◆ **WHAT IS EXPECTED**
Reproduce verbatim the rows starting at the line that contains "Drone-based crop survey: pinpoint every rocky outcrop" and ending at the line that contains "[939,604,976,670]", including both of those lines.

◆ **DATA SUPPLIED**
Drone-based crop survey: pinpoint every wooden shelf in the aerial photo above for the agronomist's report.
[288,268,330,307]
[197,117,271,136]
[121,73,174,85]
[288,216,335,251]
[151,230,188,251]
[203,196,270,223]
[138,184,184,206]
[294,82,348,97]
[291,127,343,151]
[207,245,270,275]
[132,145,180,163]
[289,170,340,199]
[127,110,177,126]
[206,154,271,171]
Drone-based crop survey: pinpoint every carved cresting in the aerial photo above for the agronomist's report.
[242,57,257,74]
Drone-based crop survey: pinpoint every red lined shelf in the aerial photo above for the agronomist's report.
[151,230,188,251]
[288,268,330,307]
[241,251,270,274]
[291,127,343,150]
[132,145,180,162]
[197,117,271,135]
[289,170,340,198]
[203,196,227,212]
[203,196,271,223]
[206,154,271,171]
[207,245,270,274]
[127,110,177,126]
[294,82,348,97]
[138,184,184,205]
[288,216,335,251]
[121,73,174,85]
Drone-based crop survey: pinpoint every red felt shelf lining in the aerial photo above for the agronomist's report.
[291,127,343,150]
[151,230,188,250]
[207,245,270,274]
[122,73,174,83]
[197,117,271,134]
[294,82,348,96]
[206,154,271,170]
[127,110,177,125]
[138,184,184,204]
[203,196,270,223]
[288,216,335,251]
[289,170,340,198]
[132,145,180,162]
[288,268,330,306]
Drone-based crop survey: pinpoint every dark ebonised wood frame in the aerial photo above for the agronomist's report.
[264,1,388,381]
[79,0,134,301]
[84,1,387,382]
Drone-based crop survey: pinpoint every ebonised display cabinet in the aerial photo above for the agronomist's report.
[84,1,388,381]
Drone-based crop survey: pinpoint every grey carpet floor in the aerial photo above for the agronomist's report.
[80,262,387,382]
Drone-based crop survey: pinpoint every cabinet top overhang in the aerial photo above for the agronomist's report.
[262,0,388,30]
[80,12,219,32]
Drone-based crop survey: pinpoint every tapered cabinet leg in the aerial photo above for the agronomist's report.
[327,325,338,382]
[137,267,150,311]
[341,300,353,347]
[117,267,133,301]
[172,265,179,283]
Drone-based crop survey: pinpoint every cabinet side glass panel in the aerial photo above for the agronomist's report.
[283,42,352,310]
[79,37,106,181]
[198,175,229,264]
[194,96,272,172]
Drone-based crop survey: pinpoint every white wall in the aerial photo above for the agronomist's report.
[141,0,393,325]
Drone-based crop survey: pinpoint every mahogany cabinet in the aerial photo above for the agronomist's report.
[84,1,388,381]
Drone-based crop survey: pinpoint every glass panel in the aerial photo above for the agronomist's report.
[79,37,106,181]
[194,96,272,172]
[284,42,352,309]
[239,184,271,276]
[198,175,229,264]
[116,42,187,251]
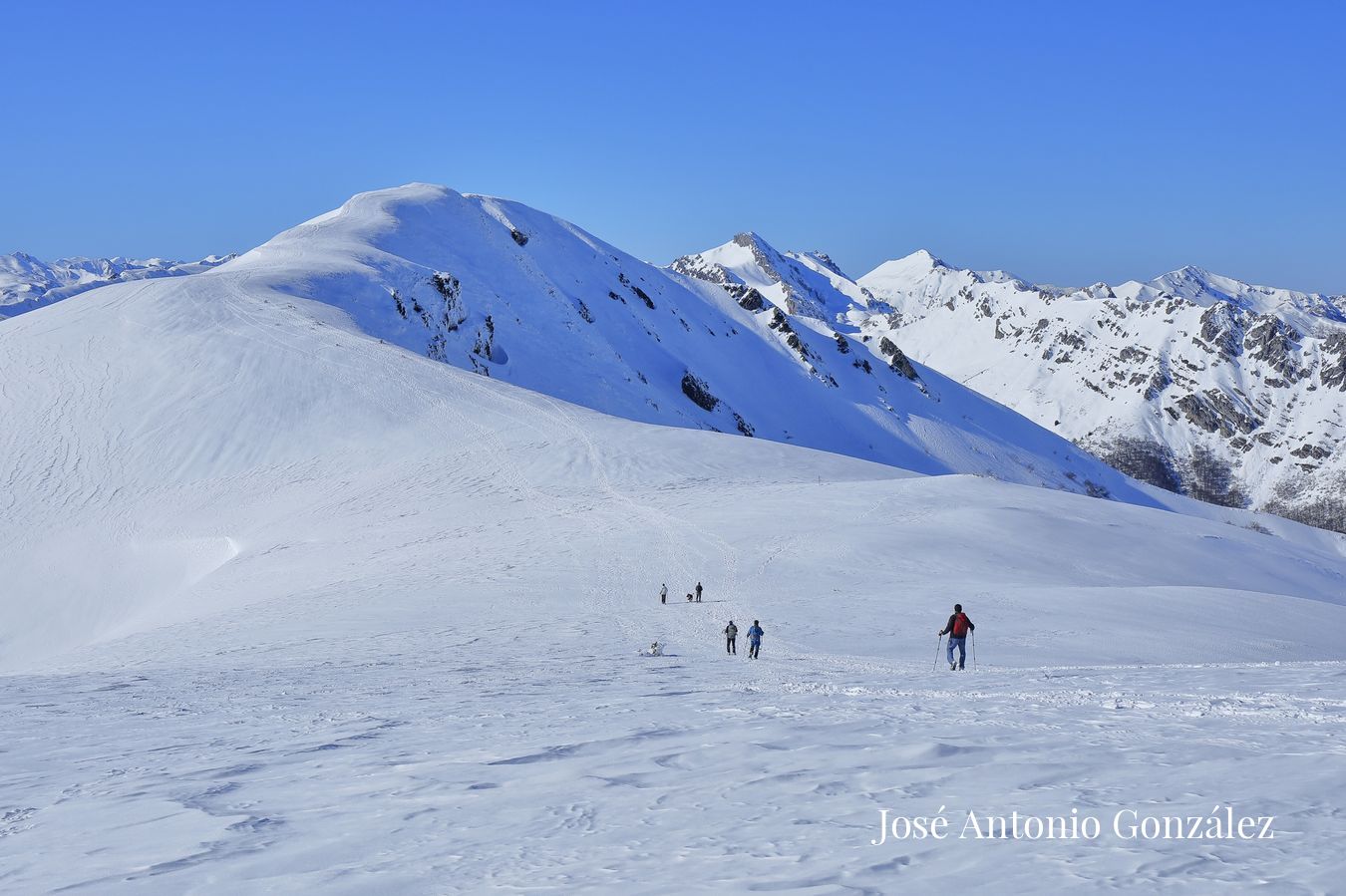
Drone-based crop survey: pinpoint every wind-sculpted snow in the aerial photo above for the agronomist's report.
[0,182,1346,893]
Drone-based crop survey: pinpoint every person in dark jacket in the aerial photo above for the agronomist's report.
[939,604,976,672]
[749,619,763,659]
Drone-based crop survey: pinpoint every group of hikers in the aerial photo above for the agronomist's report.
[660,582,701,604]
[649,582,765,659]
[724,619,763,659]
[653,582,977,672]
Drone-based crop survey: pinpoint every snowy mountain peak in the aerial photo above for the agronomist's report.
[58,184,1154,504]
[0,251,234,319]
[860,253,1346,530]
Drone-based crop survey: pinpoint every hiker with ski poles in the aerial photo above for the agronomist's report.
[935,604,976,672]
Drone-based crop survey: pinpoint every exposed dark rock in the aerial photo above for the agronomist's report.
[1319,331,1346,392]
[682,370,720,411]
[722,282,766,312]
[1176,389,1261,439]
[1289,442,1333,460]
[1089,436,1181,492]
[430,270,467,332]
[1180,446,1247,507]
[1193,301,1243,361]
[1243,315,1304,382]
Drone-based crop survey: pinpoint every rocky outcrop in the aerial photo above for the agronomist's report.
[1174,389,1261,439]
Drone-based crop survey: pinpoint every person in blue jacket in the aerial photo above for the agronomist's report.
[749,619,762,659]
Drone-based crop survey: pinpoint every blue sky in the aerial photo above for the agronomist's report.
[0,0,1346,292]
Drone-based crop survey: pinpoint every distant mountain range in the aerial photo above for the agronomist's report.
[0,251,234,319]
[0,184,1346,531]
[672,234,1346,531]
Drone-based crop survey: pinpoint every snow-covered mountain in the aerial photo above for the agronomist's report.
[201,184,1153,503]
[683,234,1346,531]
[0,251,234,320]
[0,187,1346,895]
[858,251,1346,531]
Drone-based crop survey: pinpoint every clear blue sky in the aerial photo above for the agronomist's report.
[0,0,1346,292]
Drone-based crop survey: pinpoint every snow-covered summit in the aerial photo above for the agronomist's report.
[206,184,1150,503]
[0,251,233,313]
[858,253,1346,530]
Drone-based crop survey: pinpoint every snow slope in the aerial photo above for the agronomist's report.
[0,251,234,320]
[858,251,1346,531]
[181,184,1154,503]
[0,186,1346,893]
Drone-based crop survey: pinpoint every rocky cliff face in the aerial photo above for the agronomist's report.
[0,251,234,319]
[858,253,1346,531]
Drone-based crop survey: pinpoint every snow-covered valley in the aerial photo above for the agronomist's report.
[0,186,1346,893]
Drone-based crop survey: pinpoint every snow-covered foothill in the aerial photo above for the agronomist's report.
[0,187,1346,893]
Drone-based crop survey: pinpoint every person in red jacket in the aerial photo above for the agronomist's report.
[939,604,976,670]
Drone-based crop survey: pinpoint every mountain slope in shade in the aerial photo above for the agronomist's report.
[0,251,234,319]
[212,184,1153,503]
[860,253,1346,530]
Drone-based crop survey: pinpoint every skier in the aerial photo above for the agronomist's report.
[939,604,976,672]
[749,619,762,659]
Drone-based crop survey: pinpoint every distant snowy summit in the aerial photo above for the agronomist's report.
[209,184,1154,503]
[13,184,1346,531]
[0,251,234,319]
[673,237,1346,531]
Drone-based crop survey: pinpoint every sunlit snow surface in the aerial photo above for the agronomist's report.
[0,186,1346,893]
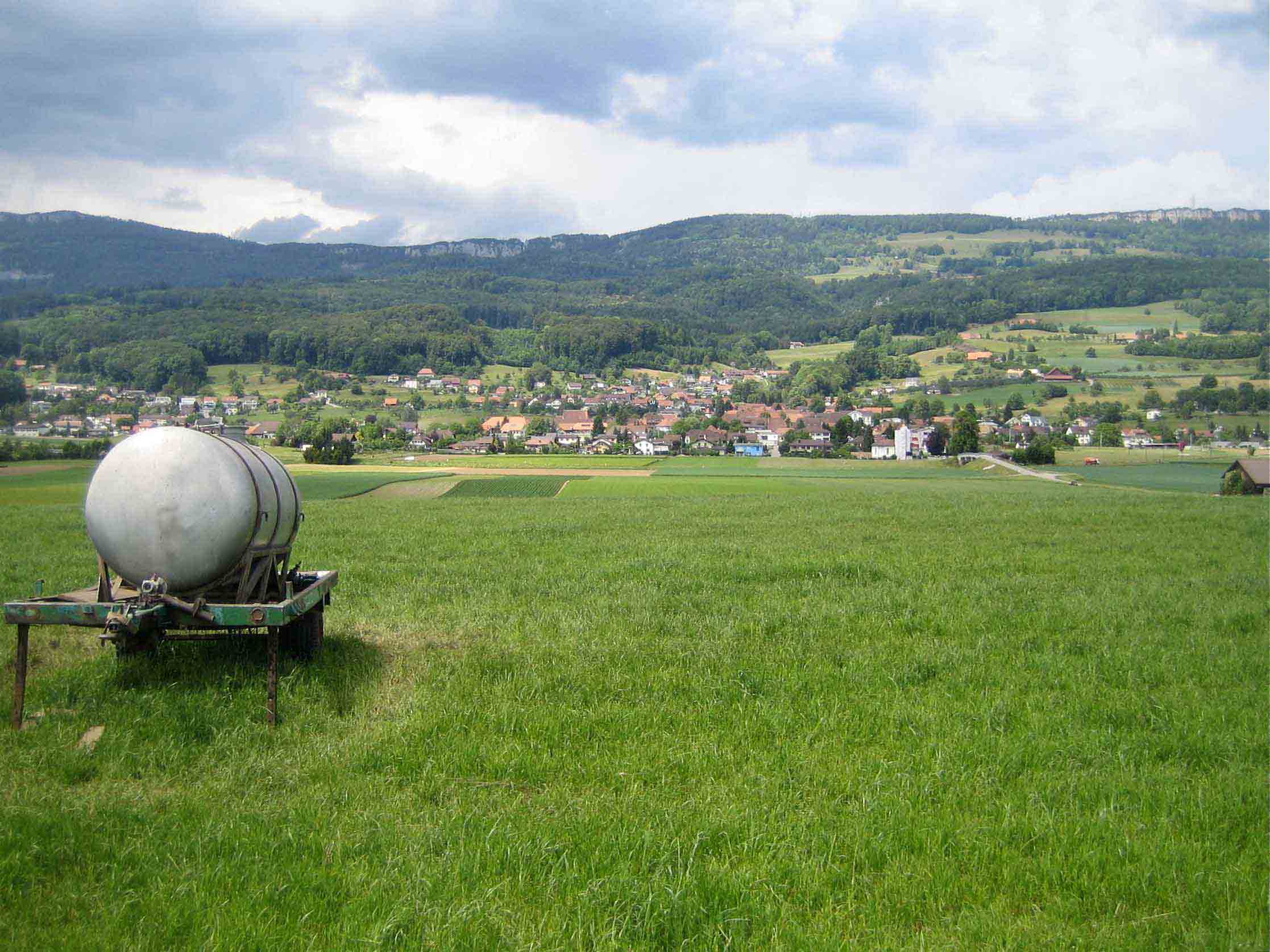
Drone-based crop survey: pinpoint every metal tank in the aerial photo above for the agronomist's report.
[84,426,301,600]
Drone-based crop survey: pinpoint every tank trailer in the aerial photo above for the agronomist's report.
[4,426,339,729]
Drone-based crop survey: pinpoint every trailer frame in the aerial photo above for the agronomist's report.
[4,569,339,730]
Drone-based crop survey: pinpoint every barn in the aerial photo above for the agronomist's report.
[1222,457,1270,495]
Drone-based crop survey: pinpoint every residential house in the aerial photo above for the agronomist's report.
[790,439,829,456]
[246,420,282,439]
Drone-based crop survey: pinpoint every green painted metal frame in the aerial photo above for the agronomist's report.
[4,570,339,630]
[4,569,339,730]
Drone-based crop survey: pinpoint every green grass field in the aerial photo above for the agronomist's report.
[0,459,96,506]
[1019,301,1199,334]
[767,340,856,367]
[1070,459,1231,495]
[0,461,1270,950]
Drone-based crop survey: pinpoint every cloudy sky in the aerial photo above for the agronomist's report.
[0,0,1270,244]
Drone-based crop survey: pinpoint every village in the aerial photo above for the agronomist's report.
[0,355,1265,461]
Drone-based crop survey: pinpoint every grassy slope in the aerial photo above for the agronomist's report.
[0,476,1270,948]
[767,340,856,367]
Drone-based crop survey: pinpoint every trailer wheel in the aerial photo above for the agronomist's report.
[281,605,324,660]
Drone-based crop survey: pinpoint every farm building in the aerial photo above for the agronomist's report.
[1222,457,1270,495]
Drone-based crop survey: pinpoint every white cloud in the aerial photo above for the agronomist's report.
[973,152,1268,218]
[0,0,1270,241]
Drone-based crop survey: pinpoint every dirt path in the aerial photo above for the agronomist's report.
[957,453,1078,486]
[416,466,653,476]
[0,463,75,476]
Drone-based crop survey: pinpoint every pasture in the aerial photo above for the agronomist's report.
[767,340,856,367]
[0,461,1270,950]
[1070,459,1231,495]
[1019,301,1199,334]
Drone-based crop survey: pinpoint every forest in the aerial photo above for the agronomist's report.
[0,213,1268,386]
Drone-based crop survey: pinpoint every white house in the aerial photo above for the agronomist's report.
[894,423,913,459]
[873,436,895,459]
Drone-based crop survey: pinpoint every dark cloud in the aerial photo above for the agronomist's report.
[150,185,207,212]
[0,0,331,168]
[230,214,321,245]
[305,214,405,245]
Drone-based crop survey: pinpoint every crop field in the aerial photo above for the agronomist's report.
[767,340,856,367]
[653,456,990,481]
[445,476,574,500]
[293,467,446,502]
[0,461,1270,950]
[1019,301,1199,334]
[1070,459,1231,495]
[392,453,653,469]
[0,459,94,506]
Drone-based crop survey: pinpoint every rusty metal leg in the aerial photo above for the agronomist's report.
[13,625,31,731]
[265,626,278,727]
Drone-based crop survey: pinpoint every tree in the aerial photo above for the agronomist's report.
[0,371,27,406]
[948,410,979,455]
[926,423,950,456]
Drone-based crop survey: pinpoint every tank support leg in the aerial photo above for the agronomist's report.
[13,625,31,731]
[265,626,278,727]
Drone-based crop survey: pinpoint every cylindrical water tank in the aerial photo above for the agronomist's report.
[84,426,300,593]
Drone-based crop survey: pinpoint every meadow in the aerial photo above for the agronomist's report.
[0,461,1270,950]
[767,340,856,367]
[1056,457,1231,495]
[1019,301,1199,334]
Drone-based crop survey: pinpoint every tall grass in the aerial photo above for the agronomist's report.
[0,476,1270,950]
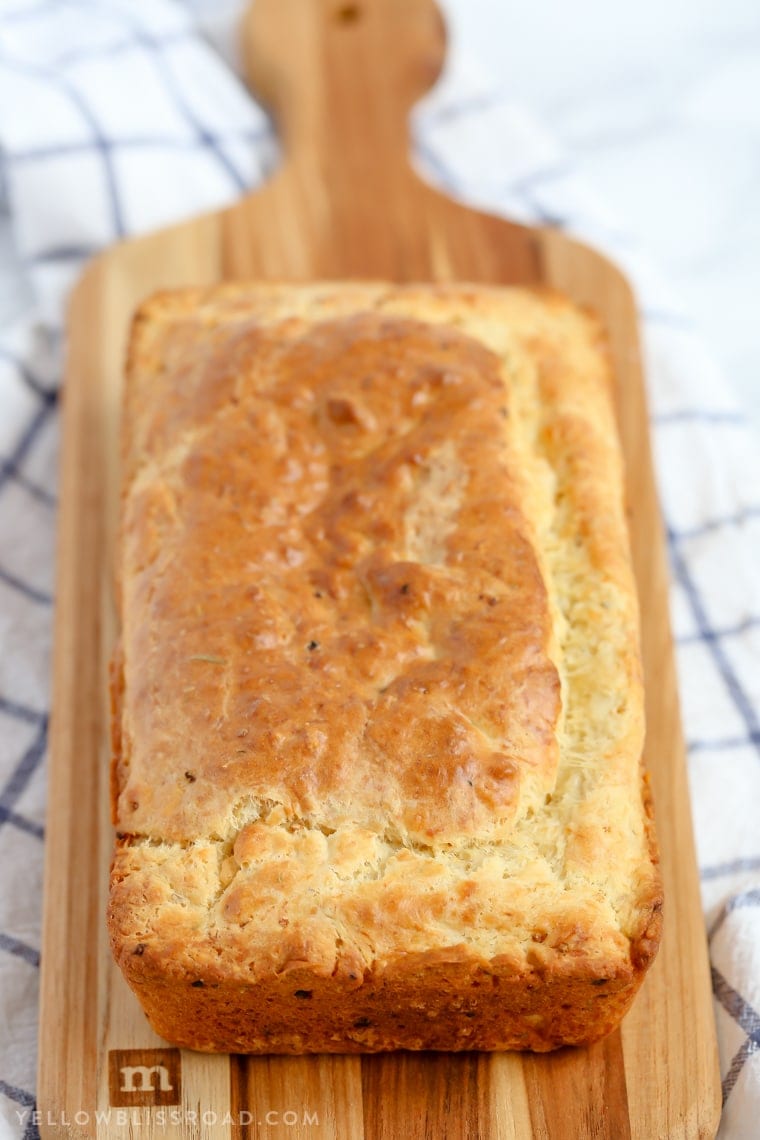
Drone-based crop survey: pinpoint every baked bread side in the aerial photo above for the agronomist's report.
[109,283,661,1052]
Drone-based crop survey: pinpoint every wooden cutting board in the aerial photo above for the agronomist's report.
[39,0,720,1140]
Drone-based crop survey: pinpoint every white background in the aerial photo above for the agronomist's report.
[0,0,760,425]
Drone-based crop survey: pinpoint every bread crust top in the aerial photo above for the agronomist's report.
[111,283,660,980]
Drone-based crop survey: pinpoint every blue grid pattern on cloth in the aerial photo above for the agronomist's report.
[0,0,760,1140]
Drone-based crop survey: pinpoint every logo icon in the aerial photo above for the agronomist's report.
[108,1049,182,1108]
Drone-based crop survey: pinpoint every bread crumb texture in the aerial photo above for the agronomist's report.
[109,283,660,1052]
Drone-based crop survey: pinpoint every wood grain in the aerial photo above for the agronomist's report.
[39,0,719,1140]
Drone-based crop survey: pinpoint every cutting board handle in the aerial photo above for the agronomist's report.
[243,0,446,184]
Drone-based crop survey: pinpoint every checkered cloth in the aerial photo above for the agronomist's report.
[0,0,760,1140]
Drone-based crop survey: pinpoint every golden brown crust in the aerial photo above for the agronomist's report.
[109,284,660,1052]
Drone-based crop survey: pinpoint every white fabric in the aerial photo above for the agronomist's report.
[0,0,760,1140]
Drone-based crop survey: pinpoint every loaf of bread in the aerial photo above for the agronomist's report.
[108,282,661,1053]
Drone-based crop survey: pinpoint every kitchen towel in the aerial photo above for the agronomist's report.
[0,0,760,1140]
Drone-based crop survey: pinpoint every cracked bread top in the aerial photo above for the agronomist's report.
[111,283,659,979]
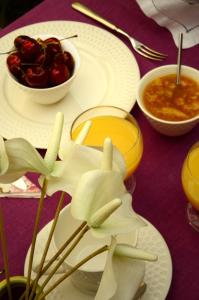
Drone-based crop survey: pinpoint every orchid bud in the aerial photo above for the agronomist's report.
[101,137,113,171]
[114,244,158,261]
[89,198,122,228]
[44,112,64,170]
[75,120,92,145]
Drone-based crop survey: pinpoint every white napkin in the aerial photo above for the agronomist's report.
[136,0,199,48]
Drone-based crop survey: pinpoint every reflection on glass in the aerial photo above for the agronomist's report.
[182,142,199,231]
[71,106,143,192]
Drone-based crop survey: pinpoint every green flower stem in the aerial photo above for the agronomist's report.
[23,178,48,300]
[0,207,12,300]
[44,112,64,171]
[36,245,109,300]
[35,226,89,300]
[28,192,66,300]
[37,222,86,275]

◆ **WRITTEN SOLUTION**
Drone-based crop survey: pinpoint every rocky outcrop in the aerial photo above for the agronomist's report.
[1174,389,1261,439]
Drone-based crop survey: pinpoint every person in blue jacket in the aerial photo above for the agronomist's report.
[749,619,762,659]
Drone-based crop survey: pinpoint every blue sky in the aerial photo above for the agronomist's report.
[0,0,1346,292]
Drone-based crop survey: pinpoint every distant mountain range in the aerial photo above for the agronomist's report.
[0,251,234,319]
[0,184,1346,531]
[672,234,1346,531]
Drone-based crop survey: pinpoint every snow-covered mountain in the aerial photo above for the agronomist's report.
[201,184,1153,503]
[683,234,1346,531]
[0,251,234,320]
[0,187,1346,895]
[858,251,1346,531]
Drone-based crop survey: pinpoint every clear blue sky in the aerial photo above for the agronomist's report.
[0,0,1346,292]
Drone-based crop survey: pinpoint every snow-covered summit in the aerial photo above for the agronomist's report.
[206,184,1150,503]
[0,251,233,313]
[858,253,1346,530]
Drone-based crop survey: pinpoint every snow slope in the aerial photo above for the agronomist's report.
[0,251,234,320]
[858,251,1346,531]
[181,184,1154,503]
[0,186,1346,893]
Drone-based crop survey: pinpoint every rocky cliff face in the aerial photo above for the agronomist's report.
[0,251,234,319]
[858,253,1346,531]
Drone-based crop survey: pinpoint every snow-covered valley in the aerial photo above for the agronomist's report.
[0,186,1346,893]
Drone-based crop survey: pinpoint every snow-covered foothill in the aerial photo above for the agronomist's report.
[0,187,1346,893]
Drone-based crop survey: pinpoint every person in red jacket in the aerial photo above for the agronomist's report.
[939,604,976,670]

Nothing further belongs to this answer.